*What to produce*. Nothing should be omitted: restate the full listing word for word.

*Listed records*.
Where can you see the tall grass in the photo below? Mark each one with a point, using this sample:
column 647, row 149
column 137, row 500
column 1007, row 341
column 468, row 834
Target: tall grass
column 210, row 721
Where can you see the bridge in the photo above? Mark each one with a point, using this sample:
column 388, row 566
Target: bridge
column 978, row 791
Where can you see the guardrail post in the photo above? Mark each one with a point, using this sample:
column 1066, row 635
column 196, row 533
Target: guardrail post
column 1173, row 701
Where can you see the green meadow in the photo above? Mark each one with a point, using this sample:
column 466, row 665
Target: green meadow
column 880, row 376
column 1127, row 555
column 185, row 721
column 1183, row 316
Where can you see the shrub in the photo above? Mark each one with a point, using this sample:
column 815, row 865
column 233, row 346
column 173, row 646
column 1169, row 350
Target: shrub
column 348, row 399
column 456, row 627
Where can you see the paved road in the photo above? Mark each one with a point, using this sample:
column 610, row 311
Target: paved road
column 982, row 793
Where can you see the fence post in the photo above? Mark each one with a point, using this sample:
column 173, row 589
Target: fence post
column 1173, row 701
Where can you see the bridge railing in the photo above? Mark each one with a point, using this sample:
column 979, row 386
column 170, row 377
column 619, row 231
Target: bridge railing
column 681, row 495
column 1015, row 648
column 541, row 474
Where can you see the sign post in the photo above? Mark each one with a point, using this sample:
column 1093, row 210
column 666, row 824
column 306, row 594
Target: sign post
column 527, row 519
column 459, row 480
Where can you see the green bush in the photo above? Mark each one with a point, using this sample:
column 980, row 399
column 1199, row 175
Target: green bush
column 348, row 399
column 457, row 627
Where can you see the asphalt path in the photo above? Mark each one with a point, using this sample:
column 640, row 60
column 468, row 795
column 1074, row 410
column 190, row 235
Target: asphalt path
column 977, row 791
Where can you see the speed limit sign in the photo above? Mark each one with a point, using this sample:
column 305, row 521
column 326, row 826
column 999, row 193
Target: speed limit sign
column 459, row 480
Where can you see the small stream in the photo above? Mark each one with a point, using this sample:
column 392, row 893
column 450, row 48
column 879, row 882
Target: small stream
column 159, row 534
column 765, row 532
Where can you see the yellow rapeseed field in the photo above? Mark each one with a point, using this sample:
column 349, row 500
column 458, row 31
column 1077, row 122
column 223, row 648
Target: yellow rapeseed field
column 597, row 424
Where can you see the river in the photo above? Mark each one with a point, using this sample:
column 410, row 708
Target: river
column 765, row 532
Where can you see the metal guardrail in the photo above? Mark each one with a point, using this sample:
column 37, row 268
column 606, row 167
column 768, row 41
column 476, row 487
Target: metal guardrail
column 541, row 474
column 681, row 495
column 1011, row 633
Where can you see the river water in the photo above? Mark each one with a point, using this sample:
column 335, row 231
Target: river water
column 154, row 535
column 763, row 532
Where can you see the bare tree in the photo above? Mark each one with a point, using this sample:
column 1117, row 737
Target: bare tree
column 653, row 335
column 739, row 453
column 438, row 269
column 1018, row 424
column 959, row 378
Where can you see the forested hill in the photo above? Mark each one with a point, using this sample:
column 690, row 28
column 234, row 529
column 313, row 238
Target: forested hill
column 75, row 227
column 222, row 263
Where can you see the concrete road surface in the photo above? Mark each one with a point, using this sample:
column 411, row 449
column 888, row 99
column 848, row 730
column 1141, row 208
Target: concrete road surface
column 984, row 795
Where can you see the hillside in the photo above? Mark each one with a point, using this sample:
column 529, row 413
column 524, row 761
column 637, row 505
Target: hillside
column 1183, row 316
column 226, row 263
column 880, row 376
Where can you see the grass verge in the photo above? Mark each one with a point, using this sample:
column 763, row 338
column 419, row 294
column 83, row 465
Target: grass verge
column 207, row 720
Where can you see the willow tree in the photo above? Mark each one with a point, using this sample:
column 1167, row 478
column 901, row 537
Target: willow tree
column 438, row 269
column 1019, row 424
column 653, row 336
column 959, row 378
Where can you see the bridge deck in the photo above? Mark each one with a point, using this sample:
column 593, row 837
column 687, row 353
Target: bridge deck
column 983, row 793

*Result for this exercise*.
Where can you see the tall grass in the photo below? Mark each one with a point, using this sample:
column 647, row 149
column 137, row 500
column 1007, row 341
column 468, row 834
Target: tall grass
column 210, row 721
Where can you see the bridge in the photo above? Mark each one with a point, using this sample:
column 388, row 566
Target: bridge
column 978, row 791
Where can you see the guardrail post in the photo above? Mark each one with a point, using this sample:
column 1066, row 635
column 196, row 533
Target: guardrail post
column 1173, row 701
Where can you see the green meadow in the photo above? Mark each one with a point, using this sample:
column 466, row 665
Target: green meadow
column 880, row 376
column 1127, row 555
column 185, row 721
column 1183, row 316
Where can you see the shrub in the photo above? Mark each one with a point, using this sample:
column 815, row 865
column 233, row 346
column 173, row 646
column 1169, row 350
Target: shrub
column 348, row 399
column 456, row 627
Where can you see the paved road in the photo above? Mark each one with a point, using this sample:
column 610, row 311
Target: paved road
column 982, row 793
Where can you see the fence post in the photo above? Mark each one with a point, using this sample:
column 173, row 589
Target: fence post
column 1173, row 701
Where can you see the bridge railing in the photo above? Mark each one with a point, using this sample:
column 979, row 386
column 170, row 377
column 619, row 231
Target: bridge railing
column 681, row 495
column 1015, row 648
column 541, row 474
Where can you see the sign post in the photo above? Mark each one with a point, using this sample:
column 1093, row 210
column 666, row 824
column 306, row 594
Target: sign post
column 527, row 519
column 459, row 480
Where can you see the green bush in the photo above? Mark each one with a point, using this sample:
column 980, row 399
column 1199, row 175
Target: green bush
column 348, row 399
column 457, row 627
Where can you see the asphalt path in the photo above? Mark each one with a point, using this sample:
column 640, row 60
column 468, row 795
column 1074, row 410
column 190, row 235
Target: asphalt path
column 977, row 791
Where can you see the speed limit sign in the photo above? Mark each one with a point, using this sample:
column 305, row 521
column 326, row 826
column 999, row 193
Target: speed limit sign
column 459, row 480
Where can you see the small stream in the photo above? Mark each one with a point, using this sample:
column 392, row 893
column 450, row 48
column 879, row 882
Target: small stream
column 159, row 534
column 765, row 532
Where can you see the yellow rapeseed field in the photo above? Mark each one with a point, using this sample:
column 349, row 500
column 458, row 31
column 1077, row 122
column 223, row 648
Target: yellow rapeseed field
column 597, row 424
Where can you see the river in the photo above? Mark each one with a point, using this sample:
column 410, row 708
Target: river
column 765, row 532
Where can you see the metal guardrail in the photo above? Mark each one with a point, using this sample:
column 37, row 268
column 606, row 167
column 768, row 41
column 476, row 487
Target: metal guardrail
column 541, row 474
column 681, row 495
column 1011, row 633
Where can you see the river water in the photo above? Mark each one with a point, using this sample:
column 335, row 231
Target: river water
column 154, row 535
column 763, row 532
Where can you see the bare tree in the photo above? Mark each one with a point, using this sample:
column 1117, row 737
Target: bare tree
column 653, row 335
column 739, row 453
column 438, row 269
column 1018, row 424
column 959, row 378
Where can you see the forested hill in the photo above? Mark each one with a point, using this sample:
column 690, row 28
column 234, row 529
column 313, row 238
Target: forested hill
column 75, row 227
column 222, row 263
Where can you see the concrete road surface in the photo above? Mark each one with a point, using this sample:
column 411, row 449
column 888, row 99
column 848, row 730
column 1141, row 208
Target: concrete road surface
column 984, row 795
Where can you see the hillside in the photo above? Mark each one with a point, using this sample:
column 529, row 413
column 524, row 761
column 637, row 505
Target: hillside
column 1183, row 316
column 226, row 263
column 880, row 376
Where can you see the grass verge in the photo above? Mark each one with a point, using this sample:
column 763, row 338
column 419, row 294
column 83, row 465
Target: grass verge
column 207, row 720
Where can you see the willow tree in the photo above? Mark each one with a point, using this sample:
column 1167, row 478
column 901, row 537
Target: willow tree
column 438, row 269
column 1019, row 424
column 653, row 336
column 959, row 378
Where can you see the bridge deck in the photo above? Mark each one with a point, using this sample:
column 593, row 837
column 687, row 353
Target: bridge deck
column 983, row 793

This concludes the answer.